Dataset records about object locations
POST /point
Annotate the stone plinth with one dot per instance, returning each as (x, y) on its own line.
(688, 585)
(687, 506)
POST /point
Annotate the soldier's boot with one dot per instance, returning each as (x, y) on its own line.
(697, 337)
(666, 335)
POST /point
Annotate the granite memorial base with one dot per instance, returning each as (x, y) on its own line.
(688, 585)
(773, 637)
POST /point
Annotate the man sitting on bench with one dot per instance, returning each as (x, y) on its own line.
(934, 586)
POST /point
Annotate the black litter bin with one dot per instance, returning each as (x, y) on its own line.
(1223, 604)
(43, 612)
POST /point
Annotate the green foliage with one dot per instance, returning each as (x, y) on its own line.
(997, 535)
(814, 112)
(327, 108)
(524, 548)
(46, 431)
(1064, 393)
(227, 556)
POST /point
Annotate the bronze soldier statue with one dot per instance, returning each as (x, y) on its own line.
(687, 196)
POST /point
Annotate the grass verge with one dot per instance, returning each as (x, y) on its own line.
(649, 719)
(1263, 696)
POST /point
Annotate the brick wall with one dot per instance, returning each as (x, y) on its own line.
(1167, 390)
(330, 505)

* * *

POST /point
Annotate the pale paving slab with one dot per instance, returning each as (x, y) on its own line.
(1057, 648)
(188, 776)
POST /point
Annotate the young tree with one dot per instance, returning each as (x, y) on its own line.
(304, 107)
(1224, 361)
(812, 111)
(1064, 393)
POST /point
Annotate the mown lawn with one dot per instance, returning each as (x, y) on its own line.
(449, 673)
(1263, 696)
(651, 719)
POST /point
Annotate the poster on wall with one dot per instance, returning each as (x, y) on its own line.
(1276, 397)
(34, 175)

■ Task
Select and copy each line in the records that contains the string "soldier".

■ The answer
Annotate the soldier's boot with one dot per instance, returning each as (x, y) on its own line.
Annotate the bronze soldier statue with one dot per instance, returning each as (x, y) on its own line.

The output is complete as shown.